Goal - Exact repetition of every entry is required.
________________________________________
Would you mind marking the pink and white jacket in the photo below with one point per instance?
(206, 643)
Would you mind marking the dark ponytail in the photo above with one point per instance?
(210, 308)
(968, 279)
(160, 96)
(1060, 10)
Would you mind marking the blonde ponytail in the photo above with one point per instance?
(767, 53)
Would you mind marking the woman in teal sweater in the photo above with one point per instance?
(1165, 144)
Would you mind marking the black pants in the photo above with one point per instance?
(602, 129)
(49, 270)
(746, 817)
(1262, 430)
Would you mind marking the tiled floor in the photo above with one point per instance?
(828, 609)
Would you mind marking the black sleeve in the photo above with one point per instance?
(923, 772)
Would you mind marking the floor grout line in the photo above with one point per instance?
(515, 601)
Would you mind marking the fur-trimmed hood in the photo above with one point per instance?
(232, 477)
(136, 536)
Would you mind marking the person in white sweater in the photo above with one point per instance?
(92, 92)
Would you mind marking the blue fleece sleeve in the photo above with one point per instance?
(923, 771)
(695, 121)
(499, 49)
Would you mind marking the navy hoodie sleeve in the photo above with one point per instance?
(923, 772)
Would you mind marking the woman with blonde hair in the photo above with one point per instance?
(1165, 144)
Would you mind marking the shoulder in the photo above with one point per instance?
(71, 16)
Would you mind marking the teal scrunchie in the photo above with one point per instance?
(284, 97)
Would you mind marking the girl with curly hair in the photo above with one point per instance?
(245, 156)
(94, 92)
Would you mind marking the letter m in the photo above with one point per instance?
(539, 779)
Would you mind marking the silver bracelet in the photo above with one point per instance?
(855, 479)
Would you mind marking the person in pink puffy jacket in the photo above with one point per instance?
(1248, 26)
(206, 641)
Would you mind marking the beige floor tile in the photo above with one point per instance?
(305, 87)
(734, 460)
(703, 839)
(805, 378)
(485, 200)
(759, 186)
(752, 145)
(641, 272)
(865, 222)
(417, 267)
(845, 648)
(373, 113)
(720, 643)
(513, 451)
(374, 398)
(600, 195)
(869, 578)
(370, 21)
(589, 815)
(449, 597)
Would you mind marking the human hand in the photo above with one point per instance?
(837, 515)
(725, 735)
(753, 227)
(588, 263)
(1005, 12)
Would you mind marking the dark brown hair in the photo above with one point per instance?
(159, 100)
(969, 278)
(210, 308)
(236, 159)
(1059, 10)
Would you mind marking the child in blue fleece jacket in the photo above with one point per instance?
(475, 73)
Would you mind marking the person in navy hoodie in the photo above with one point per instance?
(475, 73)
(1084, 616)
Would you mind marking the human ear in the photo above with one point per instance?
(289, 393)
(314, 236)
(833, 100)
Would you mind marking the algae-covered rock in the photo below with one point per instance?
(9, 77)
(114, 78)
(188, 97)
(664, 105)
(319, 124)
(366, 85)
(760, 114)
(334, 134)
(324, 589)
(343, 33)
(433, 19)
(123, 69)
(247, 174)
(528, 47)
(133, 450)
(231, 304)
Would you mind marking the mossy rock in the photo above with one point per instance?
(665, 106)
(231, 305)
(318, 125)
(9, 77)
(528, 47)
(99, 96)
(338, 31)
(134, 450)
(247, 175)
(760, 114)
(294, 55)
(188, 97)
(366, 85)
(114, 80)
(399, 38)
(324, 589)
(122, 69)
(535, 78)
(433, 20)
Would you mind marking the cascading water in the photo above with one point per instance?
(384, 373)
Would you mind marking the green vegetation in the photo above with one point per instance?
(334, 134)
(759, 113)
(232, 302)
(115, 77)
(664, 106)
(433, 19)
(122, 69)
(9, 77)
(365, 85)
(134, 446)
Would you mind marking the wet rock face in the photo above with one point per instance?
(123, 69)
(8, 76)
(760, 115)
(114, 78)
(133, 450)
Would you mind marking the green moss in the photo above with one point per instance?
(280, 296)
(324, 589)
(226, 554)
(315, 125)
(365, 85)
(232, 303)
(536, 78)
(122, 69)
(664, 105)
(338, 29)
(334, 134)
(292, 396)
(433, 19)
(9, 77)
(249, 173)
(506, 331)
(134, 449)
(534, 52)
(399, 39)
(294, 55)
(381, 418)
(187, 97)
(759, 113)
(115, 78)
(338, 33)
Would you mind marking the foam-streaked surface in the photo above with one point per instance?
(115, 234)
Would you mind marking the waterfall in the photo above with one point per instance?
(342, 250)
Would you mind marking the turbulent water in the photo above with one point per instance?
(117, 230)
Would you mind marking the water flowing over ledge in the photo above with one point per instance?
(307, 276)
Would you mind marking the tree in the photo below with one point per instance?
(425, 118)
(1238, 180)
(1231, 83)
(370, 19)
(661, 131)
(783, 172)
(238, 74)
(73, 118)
________________________________________
Complete answer -
Would you mind marking the pink and white jacket in the photo below with one point per instance?
(206, 643)
Would you mind marking the dark ponytail in the photo above with one point per instance?
(210, 308)
(968, 279)
(160, 96)
(1060, 10)
Would you mind marking the blonde ponytail in the photo above with one point per instance?
(767, 53)
Would you mind marking the woman in teal sweater in the photo above with one point per instance?
(1165, 144)
Would you mind marking the black pants in the photo above with one point per instance?
(602, 129)
(49, 270)
(746, 817)
(1262, 430)
Would you mind marking the tiled floor in the photo above with one point per instance?
(828, 609)
Would you mind marking the black sleeve in the photo above with one point per instance?
(923, 772)
Would you mind marking the floor grout line in the photo above with one point per instance?
(515, 601)
Would you mind marking the fur-trimmed hood in the photo above with one point per instance?
(232, 477)
(136, 536)
Would you mind marking the person in white sweater in the photo above with one point per instance?
(92, 92)
Would you mind marking the blue fleece sleeve in the photo above with one point per instance?
(923, 771)
(695, 121)
(499, 49)
Would you mind marking the navy hoodie sleeve in the photo above with one point per instance?
(923, 772)
Would you mind marking the woman with blonde hair in the photo above with one point per instance?
(1165, 144)
Would you mind marking the shoulder in the photo above with one point per instance?
(71, 16)
Would you mind marking the teal scrunchie in the photo above with one point per instance?
(284, 97)
Would you mind marking the girl with curly hair in the photo above with one point per instance?
(245, 156)
(94, 92)
Would you mind marking the letter m in the photo above with one point per instance?
(539, 779)
Would you mind marking the silver bracelet in the photo above with one point per instance?
(855, 479)
Would you mind marking the person in pink puffy jacket in the photo above with one point per instance?
(1248, 26)
(206, 641)
Would you mind marking the beige floor tile in the photo above with one point per instance?
(305, 87)
(734, 460)
(703, 839)
(805, 378)
(485, 200)
(759, 186)
(752, 145)
(641, 272)
(865, 222)
(417, 267)
(845, 648)
(373, 113)
(720, 643)
(513, 451)
(374, 398)
(600, 195)
(869, 578)
(370, 21)
(589, 815)
(449, 597)
Would you mind marking the human hand in the photo above with one point per instance?
(837, 515)
(725, 735)
(753, 227)
(588, 263)
(1005, 12)
Would you mind marking the dark brown hair in the photo above with one point per instance?
(159, 100)
(969, 278)
(210, 308)
(236, 159)
(1059, 10)
Would you mind marking the child in blue fleece jacket in the photo above with one point per instance?
(475, 73)
Would you mind marking the person in navy hoodie in the photo above with one point per instance?
(475, 73)
(1084, 616)
Would you mind marking the human ear in the photo above with one point per instance?
(289, 393)
(314, 236)
(833, 100)
Would you mind marking the algae-covered rock in the photo below with one point per instance?
(9, 77)
(114, 78)
(188, 97)
(664, 105)
(319, 124)
(366, 85)
(760, 114)
(334, 134)
(324, 589)
(343, 33)
(433, 19)
(123, 69)
(247, 174)
(528, 47)
(133, 450)
(231, 304)
Would you mind marking the mossy rock in the photo above with one point per instance?
(665, 106)
(231, 305)
(318, 125)
(9, 77)
(528, 47)
(99, 96)
(338, 31)
(134, 450)
(247, 175)
(760, 114)
(294, 55)
(188, 97)
(366, 85)
(114, 80)
(399, 38)
(324, 589)
(122, 69)
(535, 78)
(433, 20)
Would you mind marking the cascading water in the photo above with one point per instance?
(384, 373)
Would you mind marking the green vegetation in the photo above with one point per instance?
(334, 134)
(759, 113)
(232, 302)
(115, 77)
(664, 106)
(433, 19)
(122, 69)
(9, 77)
(365, 85)
(134, 446)
Would you mind marking the wet rock face in the photo above with one point per instance?
(123, 69)
(8, 76)
(760, 115)
(114, 78)
(133, 450)
Would you mind marking the green moss in the photo above with one point per instance?
(280, 296)
(324, 589)
(226, 554)
(315, 125)
(365, 85)
(232, 303)
(536, 78)
(122, 69)
(664, 105)
(338, 29)
(334, 134)
(292, 396)
(433, 19)
(9, 77)
(249, 173)
(506, 331)
(134, 449)
(534, 52)
(399, 39)
(294, 55)
(381, 418)
(187, 97)
(759, 113)
(115, 78)
(338, 33)
Would you mind marking the foam-streaked surface in the photo above with one point per instance?
(115, 234)
Would you mind marking the waterfall in the photo above with one point per instance?
(342, 250)
Would you mind marking the turbulent water in the photo above with one point per instance?
(117, 230)
Would you mind marking the water flowing over ledge in the photo above with one point per instance?
(307, 276)
Would you mind marking the tree in the photo below with one point per instance?
(425, 118)
(1238, 180)
(1231, 83)
(370, 19)
(661, 131)
(783, 172)
(238, 74)
(73, 118)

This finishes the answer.